Task to complete
Entries follow. Set all of them down as they stand.

Record set

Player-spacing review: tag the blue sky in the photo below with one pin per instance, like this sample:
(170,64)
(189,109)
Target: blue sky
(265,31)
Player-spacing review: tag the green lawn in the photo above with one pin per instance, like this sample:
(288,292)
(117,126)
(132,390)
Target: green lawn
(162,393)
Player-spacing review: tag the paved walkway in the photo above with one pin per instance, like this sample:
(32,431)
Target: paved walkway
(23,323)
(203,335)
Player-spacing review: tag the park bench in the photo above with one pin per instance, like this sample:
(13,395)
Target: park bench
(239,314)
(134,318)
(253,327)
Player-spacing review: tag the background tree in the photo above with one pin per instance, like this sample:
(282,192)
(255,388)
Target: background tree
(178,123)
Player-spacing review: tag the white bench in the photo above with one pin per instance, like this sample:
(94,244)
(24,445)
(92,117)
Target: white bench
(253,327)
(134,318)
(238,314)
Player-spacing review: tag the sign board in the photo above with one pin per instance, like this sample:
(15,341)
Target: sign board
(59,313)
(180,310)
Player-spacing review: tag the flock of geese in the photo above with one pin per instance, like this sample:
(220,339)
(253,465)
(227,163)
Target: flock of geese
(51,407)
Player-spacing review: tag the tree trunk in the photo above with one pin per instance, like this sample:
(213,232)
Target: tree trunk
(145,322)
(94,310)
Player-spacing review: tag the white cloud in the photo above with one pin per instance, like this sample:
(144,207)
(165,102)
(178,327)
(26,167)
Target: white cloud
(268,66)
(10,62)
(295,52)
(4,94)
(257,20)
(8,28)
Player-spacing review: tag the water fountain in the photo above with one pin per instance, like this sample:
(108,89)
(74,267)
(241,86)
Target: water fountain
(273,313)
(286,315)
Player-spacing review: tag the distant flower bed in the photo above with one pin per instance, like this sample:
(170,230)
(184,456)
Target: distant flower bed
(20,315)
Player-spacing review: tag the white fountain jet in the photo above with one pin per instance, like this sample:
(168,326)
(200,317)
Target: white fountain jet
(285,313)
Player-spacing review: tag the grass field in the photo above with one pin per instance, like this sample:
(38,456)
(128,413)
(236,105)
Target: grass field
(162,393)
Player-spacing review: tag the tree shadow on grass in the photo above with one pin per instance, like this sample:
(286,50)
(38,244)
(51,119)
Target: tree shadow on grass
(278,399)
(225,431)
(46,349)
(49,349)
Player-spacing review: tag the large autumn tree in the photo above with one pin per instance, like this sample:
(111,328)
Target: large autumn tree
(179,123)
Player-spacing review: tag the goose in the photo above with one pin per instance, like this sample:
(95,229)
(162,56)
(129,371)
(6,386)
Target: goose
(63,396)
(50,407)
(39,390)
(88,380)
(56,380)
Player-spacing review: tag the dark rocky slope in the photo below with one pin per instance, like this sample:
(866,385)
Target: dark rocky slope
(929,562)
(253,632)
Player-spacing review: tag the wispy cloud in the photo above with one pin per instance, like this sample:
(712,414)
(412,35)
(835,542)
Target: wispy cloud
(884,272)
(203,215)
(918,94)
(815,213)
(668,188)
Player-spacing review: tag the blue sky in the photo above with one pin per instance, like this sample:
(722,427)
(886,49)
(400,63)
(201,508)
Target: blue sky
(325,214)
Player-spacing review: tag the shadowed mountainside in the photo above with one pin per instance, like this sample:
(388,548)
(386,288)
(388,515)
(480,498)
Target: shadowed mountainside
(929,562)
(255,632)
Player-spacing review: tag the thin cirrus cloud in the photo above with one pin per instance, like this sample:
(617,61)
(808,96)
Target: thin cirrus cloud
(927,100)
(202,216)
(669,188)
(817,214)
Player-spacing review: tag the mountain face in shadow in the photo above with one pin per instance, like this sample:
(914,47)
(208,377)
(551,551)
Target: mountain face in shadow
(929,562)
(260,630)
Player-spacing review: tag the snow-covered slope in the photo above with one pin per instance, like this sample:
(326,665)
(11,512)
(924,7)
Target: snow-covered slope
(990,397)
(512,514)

Written answer
Player-spacing review: tag the blue sky in the photo below with one pin per instance, like this sample:
(170,64)
(189,109)
Target: blue sky
(265,31)
Player-spacing review: tag the green lawn in the photo above with one pin per instance, like this sample:
(288,292)
(117,126)
(132,390)
Target: green lawn
(162,393)
Player-spacing review: tag the paved walkway in the photo above with one pin per instance, like this sample:
(32,431)
Target: paved walkway
(23,323)
(203,335)
Player-spacing review: tag the park bench in the photo above with one pin per instance, like this sample:
(13,395)
Target: park bench
(239,314)
(134,318)
(253,327)
Player-spacing review: tag the background tree in the photo above with one pin per instance, like this sample:
(282,192)
(255,388)
Target: background tree
(178,123)
Player-spacing review: tag the white bench in the photo above with one pin per instance, like this sample:
(94,244)
(24,445)
(92,117)
Target: white bench
(253,327)
(134,318)
(238,314)
Player-spacing review: tag the sign board in the photo above with one pin per instance, like this sample:
(15,341)
Target: sign board
(59,313)
(180,310)
Player-spacing review: tag the flock of geese in the photo above with one pin per instance, like this sample:
(220,339)
(253,465)
(227,163)
Target: flock of geese
(51,407)
Player-spacing review: tag the tree trunk in the photo above with one pin per instance, like this sample:
(213,232)
Target: tree trunk
(145,322)
(94,310)
Player-spacing review: tag the white cloud in the photo above with one pin per instance, like this sample:
(144,207)
(165,102)
(178,327)
(26,167)
Target: white cloud
(268,66)
(10,62)
(295,52)
(4,94)
(257,20)
(8,28)
Player-spacing review: tag the water fountain in the photo above with one pin per instance, like this sample:
(108,89)
(74,267)
(241,86)
Target: water fountain
(273,313)
(286,315)
Player-spacing review: tag the distant flower bed in the photo above with one pin per instance, like this sample:
(170,230)
(184,456)
Target: distant flower bed
(20,315)
Player-spacing review: tag the white fountain jet in the photo above with one pin per instance, like this sample:
(168,326)
(200,317)
Target: white fountain jet
(285,313)
Player-spacing review: tag the grass field in the photo above with one pin per instance, like this sample:
(38,456)
(128,413)
(236,105)
Target: grass field
(162,393)
Player-spacing review: tag the tree shadow on grass in the photo above with one pin per instance, like this sample:
(286,50)
(38,244)
(51,119)
Target: tree shadow on grass
(278,399)
(225,431)
(46,349)
(49,349)
Player-spacing review: tag the large autumn tree in the photo above with one pin per instance, like this sample:
(111,328)
Target: large autumn tree
(179,123)
Player-spacing review: tag the goose in the photo above with one pin per instance, like this sample:
(95,229)
(162,56)
(129,371)
(6,386)
Target: goose
(63,396)
(50,407)
(39,390)
(88,380)
(56,380)
Player-spacing review: tag the dark rocky slope in the photo below with one pin per instance, like this sample:
(866,385)
Target: dark rocky slope
(929,562)
(253,632)
Player-spacing review: tag the wispy cloud in the photo above with one pin per instance, like this sample:
(712,414)
(412,35)
(835,542)
Target: wispy cloud
(884,272)
(203,215)
(918,94)
(815,213)
(668,188)
Player-spacing review: tag the blue sky in the photo above with one pin per instance, like this sample:
(722,427)
(886,49)
(400,63)
(201,508)
Target: blue sky
(325,214)
Player-spacing review: tag the shadowed mountainside in the photo above with one pin per instance, like this sample:
(388,548)
(386,288)
(388,515)
(480,498)
Target: shadowed mountainside
(929,562)
(255,632)
Player-spacing review: tag the thin cirrus cloud in the photo above with one pin per instance, like this sample:
(617,61)
(808,96)
Target: thin cirrus cloud
(927,100)
(202,216)
(669,188)
(817,214)
Player-spacing review: tag the mountain face in shadow in the photo above with one pin per instance, like this sample:
(914,47)
(208,377)
(551,551)
Target: mountain face in shadow
(929,562)
(260,630)
Player-spacing review: tag the snow-covered slope in the photo above with one pin per instance, like this sample:
(326,665)
(11,512)
(924,7)
Target: snow-covered slope
(990,397)
(512,514)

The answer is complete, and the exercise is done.